“Mulher, Vida, Liberdade”

Um abismo pode conter todo o silêncio, ser a casa do medo, das noites mais terríveis. Pirouz Eftekhari observa a realidade iraniana, “de cair no abismo”, e a coragem dos jovens, a bravura das mulheres, que saem de casa para protestar, despedindo-se dos pais como se fosse a última vez. Saem para enfrentar a escuridão, com gestos ao mesmo tempo desafiadores e primordiais. “Quando uma mulher corta o cabelo, algo de realmente mau aconteceu por ali. É muito tenebroso”, afirma Babak Ghanbari.

 

Cortar o cabelo, queimar o véu islâmico (hijab), dar um beijo em público – no longo caminho da explosão mais libertadora chamada revolução, Lida Bonakdar reflete sobre as performances poéticas que tomaram conta das ruas desde a morte de Mahsa Amini, a 16 de setembro de 2022. A jovem de 22 anos foi detida em Teerão e espancada pela “polícia da moralidade”, pelo “mau uso” do véu islâmico. Podia ser apenas mais um caso sem história, mas transformou-se na história de todos os casos. Na vontade coletiva de uma afirmação da mudança.
------------------------------
Objetivos:
[1] Segundo o texto sobre os protestos no Irão, em que data morreu Mahsa Amini?
[2] Redimensione as caixas nos registos: reescreva todas as linhas de todos os registos, pedidos incluídos. Multiplique por 0,45 cada coordenada das respostas e arredonde ao número inteiro, com as metades para cima.

Entradas de anotação de regiões
------------------------------
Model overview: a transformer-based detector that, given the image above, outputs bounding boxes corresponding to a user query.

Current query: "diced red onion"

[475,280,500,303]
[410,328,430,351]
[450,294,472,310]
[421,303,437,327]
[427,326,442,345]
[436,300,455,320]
------------------------------
Soluções por tarefa:
[1] A 16 de setembro de 2022.

[2]
Model overview: a transformer-based detector that, given the image above, outputs bounding boxes corresponding to a user query.

Current query: "diced red onion"

[214,126,225,136]
[185,148,194,158]
[203,132,212,140]
[189,136,197,147]
[192,147,199,155]
[196,135,205,144]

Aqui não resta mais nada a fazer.